* **EXCERTO SELECIONADO**:
..........

Daniel Oliveira, in Expresso
Os efeitos devastadores da solidão para a saúde são um dado científico incontestável. Cabe aos idosos que estejam em condições de o fazer decidir até que ponto querem ir. E cabe-nos pensar em alternativas para os que queiram algo diferente
Durante o Blitz, centenas de milhares de crianças de várias cidades britânicas foram enviadas para o interior, para que fossem poupadas aos bombardeamentos, ficando separadas dos seus pais. Estudos posteriores revelaram que as crianças que ficaram, apesar de estarem sujeitas ao medo dos bombardeamentos, apresentavam menos traumas psicológicos do que as que tinham sido poupadas a esta provação.
Esta história foi-me recordada pelo bastonário da Ordem dos Psicólogos Portugueses, Francisco Miranda Rodrigues, numa entrevista que lhe fiz recentemente e que brevemente irá para o ar. Para me recordar que o vínculo aos pais dá mais segurança a uma criança do que a distância do perigo.
Terão morrido mais crianças entre as que ficaram sujeitas aos bombardeamentos e, por isso, a decisão foi acertada. Mas é importante sublinhar esta conclusão num momento em que assistiremos, muito provavelmente, ao início de uma pandemia de distúrbios mentais mais ou menos graves que está a ser ignorada pelas autoridades e pelo conjunto da sociedade em muitas das decisões que vão sendo tomadas.
Se em relação às crianças parece indiscutível que a sobrevivência física tem de ser a primeira de todas as prioridades, isso não é assim com toda as pessoas. Pelo menos não o pode ser contra a sua vontade. Foi por isso mesmo que, não há muito tempo, o Parlamento aprovou a morte assistida em condições muito específicas. Não é disso, tema bem diferente, que quero falar hoje. É da ideia de que os mais velhos irão ficar confinados em suas casas e nos lares, sem contacto com o resto da população, até haver uma vacina.

..........

* **DADOS FORNECIDOS**:
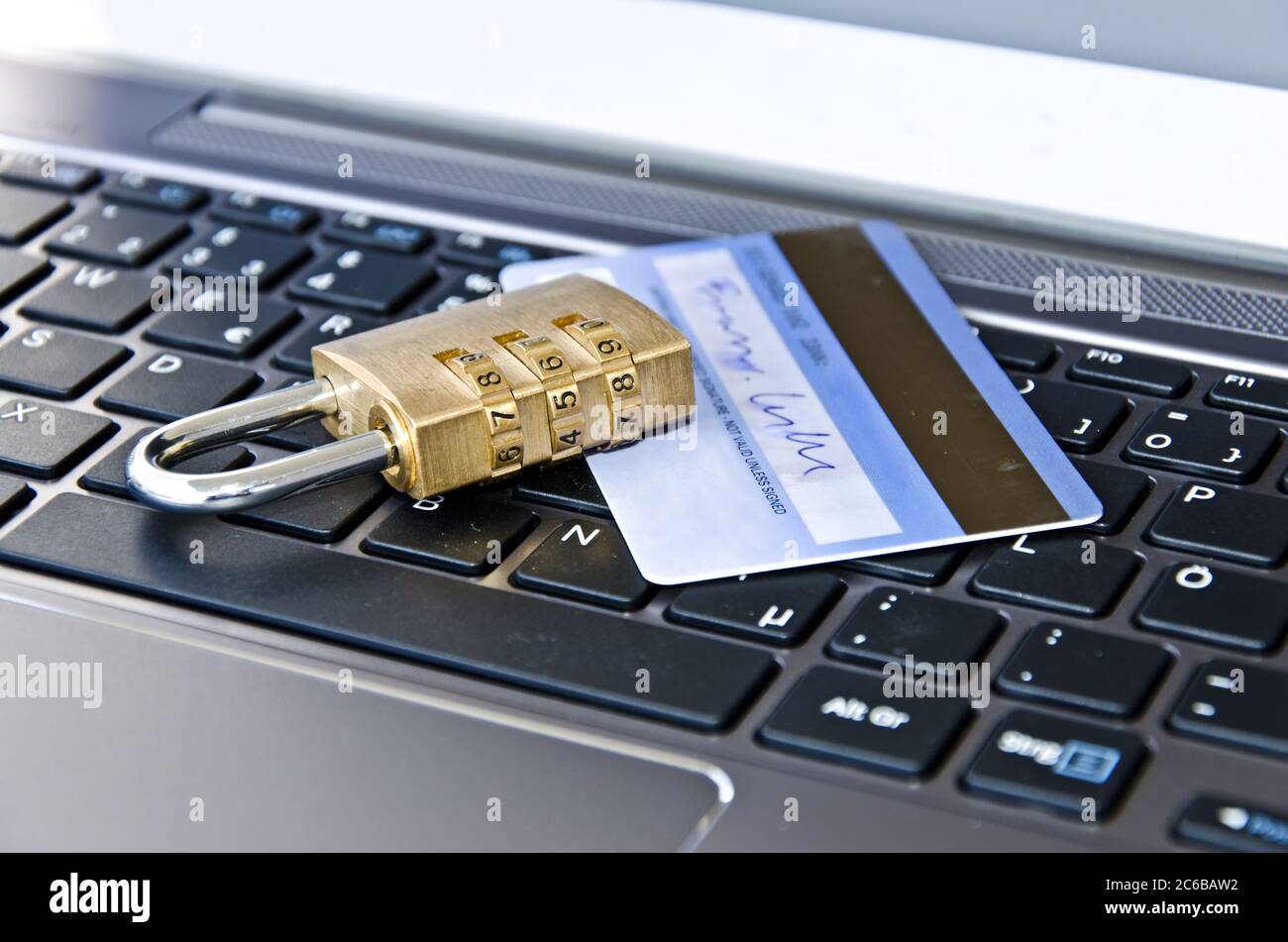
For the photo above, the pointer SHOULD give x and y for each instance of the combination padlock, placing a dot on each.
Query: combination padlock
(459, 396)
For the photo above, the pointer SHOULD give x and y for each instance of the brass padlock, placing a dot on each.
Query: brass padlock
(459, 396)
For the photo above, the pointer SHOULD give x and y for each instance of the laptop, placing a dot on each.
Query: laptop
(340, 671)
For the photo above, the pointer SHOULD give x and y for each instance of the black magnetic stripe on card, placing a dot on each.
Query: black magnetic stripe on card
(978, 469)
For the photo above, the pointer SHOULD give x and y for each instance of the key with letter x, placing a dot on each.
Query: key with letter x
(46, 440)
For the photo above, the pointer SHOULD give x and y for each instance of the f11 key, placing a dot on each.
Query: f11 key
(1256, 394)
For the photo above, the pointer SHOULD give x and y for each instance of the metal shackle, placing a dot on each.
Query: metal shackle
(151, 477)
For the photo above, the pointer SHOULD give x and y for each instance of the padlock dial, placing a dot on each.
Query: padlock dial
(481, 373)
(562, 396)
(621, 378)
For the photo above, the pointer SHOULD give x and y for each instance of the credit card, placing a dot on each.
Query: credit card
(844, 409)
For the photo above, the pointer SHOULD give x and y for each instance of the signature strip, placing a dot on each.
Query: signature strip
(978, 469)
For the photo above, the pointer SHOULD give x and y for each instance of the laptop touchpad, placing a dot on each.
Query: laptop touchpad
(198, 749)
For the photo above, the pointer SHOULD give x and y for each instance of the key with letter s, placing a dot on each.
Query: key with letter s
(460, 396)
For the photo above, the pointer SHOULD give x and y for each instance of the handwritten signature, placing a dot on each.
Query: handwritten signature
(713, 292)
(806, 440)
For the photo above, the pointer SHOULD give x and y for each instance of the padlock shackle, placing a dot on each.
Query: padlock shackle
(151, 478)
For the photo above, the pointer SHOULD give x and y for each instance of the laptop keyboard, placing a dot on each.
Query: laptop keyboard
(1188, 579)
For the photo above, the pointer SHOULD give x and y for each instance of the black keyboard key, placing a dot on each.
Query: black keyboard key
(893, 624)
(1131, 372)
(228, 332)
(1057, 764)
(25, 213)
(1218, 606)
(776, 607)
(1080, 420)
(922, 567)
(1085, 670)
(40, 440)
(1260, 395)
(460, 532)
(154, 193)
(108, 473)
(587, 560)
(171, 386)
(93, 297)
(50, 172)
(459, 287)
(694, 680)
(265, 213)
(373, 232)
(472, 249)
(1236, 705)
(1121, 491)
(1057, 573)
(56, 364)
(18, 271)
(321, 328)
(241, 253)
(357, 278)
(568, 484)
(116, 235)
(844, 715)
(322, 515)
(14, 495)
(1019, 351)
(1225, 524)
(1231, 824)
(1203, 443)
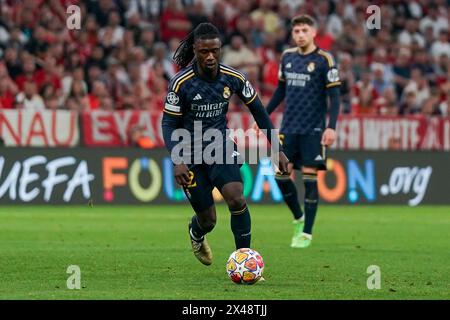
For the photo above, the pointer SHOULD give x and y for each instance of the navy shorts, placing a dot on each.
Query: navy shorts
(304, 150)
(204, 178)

..........

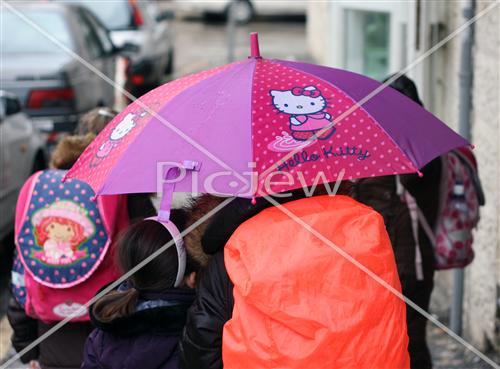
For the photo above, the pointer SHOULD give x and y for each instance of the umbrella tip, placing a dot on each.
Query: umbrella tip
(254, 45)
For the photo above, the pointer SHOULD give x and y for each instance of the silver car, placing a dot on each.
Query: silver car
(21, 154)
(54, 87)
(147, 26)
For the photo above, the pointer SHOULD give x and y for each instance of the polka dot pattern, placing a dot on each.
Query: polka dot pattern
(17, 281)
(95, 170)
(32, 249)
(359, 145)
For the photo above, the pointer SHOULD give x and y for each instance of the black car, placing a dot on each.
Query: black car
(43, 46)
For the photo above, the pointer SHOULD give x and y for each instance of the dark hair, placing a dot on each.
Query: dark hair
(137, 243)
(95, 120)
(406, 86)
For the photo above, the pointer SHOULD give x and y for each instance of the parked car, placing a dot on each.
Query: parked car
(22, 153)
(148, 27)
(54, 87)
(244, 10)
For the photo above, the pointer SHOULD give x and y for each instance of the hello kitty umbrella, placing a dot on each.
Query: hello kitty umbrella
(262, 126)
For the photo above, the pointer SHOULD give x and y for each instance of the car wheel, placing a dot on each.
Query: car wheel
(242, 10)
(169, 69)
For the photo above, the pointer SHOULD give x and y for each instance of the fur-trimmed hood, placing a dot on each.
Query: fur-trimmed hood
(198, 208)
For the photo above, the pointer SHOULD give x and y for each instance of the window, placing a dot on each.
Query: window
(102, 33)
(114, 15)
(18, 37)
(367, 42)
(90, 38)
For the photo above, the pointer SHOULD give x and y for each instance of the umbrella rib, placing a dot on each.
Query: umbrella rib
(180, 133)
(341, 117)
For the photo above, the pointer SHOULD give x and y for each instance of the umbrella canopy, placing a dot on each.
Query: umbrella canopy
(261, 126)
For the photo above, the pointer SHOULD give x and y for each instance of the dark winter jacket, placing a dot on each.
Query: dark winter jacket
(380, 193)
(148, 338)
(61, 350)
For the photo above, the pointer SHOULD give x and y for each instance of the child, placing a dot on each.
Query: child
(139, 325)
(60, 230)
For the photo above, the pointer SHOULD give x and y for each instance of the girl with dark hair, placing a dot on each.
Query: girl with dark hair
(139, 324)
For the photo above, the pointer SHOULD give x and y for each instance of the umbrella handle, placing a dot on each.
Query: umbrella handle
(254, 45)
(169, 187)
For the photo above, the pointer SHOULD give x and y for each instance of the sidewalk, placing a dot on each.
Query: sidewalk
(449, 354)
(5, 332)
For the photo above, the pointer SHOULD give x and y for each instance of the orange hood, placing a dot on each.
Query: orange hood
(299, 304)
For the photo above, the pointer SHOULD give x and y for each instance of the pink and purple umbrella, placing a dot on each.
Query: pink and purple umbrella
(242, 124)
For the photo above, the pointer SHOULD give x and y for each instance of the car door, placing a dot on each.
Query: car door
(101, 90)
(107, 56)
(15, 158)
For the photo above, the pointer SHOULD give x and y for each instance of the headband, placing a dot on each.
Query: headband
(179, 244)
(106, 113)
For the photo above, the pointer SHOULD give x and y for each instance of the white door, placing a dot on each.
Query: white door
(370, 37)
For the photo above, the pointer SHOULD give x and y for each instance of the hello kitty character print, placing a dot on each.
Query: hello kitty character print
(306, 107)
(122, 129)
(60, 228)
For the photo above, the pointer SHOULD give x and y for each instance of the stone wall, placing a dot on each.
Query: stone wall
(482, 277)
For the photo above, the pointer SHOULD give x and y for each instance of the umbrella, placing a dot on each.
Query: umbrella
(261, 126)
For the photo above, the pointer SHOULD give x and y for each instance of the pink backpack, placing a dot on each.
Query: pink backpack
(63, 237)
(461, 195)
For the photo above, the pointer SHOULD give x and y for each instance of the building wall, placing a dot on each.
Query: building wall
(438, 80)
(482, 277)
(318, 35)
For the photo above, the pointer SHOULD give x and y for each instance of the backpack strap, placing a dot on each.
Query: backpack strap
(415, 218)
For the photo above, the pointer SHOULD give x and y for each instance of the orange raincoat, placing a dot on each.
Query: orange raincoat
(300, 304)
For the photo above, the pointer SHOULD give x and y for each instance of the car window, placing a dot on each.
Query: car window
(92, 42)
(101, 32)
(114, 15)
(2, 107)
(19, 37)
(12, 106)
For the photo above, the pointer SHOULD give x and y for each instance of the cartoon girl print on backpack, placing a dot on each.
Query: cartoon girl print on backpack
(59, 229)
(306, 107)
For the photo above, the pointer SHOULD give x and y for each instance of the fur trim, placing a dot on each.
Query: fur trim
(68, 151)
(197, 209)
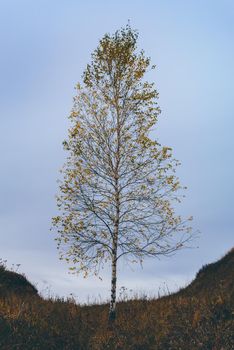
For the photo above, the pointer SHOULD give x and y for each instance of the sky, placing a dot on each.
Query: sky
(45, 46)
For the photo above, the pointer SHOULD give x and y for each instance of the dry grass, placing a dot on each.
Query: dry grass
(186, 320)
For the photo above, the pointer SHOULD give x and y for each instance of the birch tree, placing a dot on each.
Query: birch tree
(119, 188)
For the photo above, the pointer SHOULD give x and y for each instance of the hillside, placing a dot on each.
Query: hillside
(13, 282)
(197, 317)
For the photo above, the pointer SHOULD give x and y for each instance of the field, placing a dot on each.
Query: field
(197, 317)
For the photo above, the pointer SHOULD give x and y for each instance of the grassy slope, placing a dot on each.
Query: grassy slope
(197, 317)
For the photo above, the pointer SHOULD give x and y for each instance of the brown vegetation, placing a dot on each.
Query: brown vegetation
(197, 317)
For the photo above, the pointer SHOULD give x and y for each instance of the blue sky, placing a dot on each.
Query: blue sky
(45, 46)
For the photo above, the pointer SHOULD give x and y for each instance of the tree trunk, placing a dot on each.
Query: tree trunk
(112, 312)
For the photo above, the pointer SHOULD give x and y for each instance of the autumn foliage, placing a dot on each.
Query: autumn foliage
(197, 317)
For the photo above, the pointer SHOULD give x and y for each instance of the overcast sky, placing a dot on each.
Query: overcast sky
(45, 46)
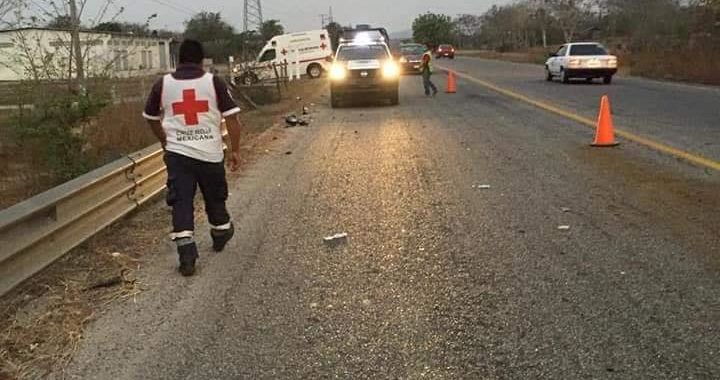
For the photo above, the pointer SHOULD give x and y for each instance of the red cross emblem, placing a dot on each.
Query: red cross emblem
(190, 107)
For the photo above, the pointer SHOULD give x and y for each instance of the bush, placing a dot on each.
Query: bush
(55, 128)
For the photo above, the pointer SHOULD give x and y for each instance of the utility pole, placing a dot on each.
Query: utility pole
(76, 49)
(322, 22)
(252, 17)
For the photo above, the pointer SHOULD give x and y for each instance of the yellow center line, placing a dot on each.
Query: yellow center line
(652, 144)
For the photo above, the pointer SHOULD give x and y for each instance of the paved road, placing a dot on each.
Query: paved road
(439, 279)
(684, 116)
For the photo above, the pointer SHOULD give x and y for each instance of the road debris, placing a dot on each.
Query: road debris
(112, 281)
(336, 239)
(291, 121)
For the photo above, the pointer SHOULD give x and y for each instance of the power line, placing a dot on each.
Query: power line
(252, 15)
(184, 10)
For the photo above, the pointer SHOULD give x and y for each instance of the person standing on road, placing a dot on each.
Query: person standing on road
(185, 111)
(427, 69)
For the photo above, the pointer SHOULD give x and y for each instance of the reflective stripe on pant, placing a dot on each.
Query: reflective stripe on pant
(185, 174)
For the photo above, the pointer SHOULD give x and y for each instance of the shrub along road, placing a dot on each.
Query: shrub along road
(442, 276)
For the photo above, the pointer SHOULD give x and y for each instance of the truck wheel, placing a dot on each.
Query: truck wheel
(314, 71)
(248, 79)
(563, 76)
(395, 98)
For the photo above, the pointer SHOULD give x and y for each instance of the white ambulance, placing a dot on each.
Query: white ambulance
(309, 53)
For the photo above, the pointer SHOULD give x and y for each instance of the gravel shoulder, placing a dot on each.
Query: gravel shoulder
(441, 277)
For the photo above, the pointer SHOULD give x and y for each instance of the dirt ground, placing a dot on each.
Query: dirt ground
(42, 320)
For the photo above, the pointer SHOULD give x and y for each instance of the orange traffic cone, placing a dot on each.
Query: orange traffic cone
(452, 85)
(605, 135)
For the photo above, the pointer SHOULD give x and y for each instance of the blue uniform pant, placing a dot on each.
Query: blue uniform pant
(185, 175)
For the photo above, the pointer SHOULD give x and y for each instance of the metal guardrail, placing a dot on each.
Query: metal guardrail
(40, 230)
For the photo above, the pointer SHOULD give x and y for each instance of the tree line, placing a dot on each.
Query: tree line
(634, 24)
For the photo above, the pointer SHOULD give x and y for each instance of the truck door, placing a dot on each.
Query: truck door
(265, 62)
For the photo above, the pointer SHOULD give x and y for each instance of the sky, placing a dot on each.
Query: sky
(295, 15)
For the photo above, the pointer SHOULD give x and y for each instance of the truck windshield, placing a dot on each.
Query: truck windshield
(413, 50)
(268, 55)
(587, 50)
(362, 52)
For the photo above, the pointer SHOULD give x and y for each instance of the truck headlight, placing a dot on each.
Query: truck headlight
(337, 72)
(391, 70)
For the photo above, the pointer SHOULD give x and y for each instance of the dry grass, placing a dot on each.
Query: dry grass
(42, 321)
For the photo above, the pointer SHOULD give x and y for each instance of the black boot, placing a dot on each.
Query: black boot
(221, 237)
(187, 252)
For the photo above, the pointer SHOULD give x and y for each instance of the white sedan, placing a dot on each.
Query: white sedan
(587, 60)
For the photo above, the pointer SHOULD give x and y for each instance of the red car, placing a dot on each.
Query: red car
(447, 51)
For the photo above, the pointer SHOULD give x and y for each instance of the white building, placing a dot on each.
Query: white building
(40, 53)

..........

* **REQUISITOS DO EXERCÍCIO**: Devolva na íntegra, sem qualquer alteração, o excerto sobre a solidão e o confinamento dos idosos.

* **RESPOSTA**:
Daniel Oliveira, in Expresso
Os efeitos devastadores da solidão para a saúde são um dado científico incontestável. Cabe aos idosos que estejam em condições de o fazer decidir até que ponto querem ir. E cabe-nos pensar em alternativas para os que queiram algo diferente
Durante o Blitz, centenas de milhares de crianças de várias cidades britânicas foram enviadas para o interior, para que fossem poupadas aos bombardeamentos, ficando separadas dos seus pais. Estudos posteriores revelaram que as crianças que ficaram, apesar de estarem sujeitas ao medo dos bombardeamentos, apresentavam menos traumas psicológicos do que as que tinham sido poupadas a esta provação.
Esta história foi-me recordada pelo bastonário da Ordem dos Psicólogos Portugueses, Francisco Miranda Rodrigues, numa entrevista que lhe fiz recentemente e que brevemente irá para o ar. Para me recordar que o vínculo aos pais dá mais segurança a uma criança do que a distância do perigo.
Terão morrido mais crianças entre as que ficaram sujeitas aos bombardeamentos e, por isso, a decisão foi acertada. Mas é importante sublinhar esta conclusão num momento em que assistiremos, muito provavelmente, ao início de uma pandemia de distúrbios mentais mais ou menos graves que está a ser ignorada pelas autoridades e pelo conjunto da sociedade em muitas das decisões que vão sendo tomadas.
Se em relação às crianças parece indiscutível que a sobrevivência física tem de ser a primeira de todas as prioridades, isso não é assim com toda as pessoas. Pelo menos não o pode ser contra a sua vontade. Foi por isso mesmo que, não há muito tempo, o Parlamento aprovou a morte assistida em condições muito específicas. Não é disso, tema bem diferente, que quero falar hoje. É da ideia de que os mais velhos irão ficar confinados em suas casas e nos lares, sem contacto com o resto da população, até haver uma vacina.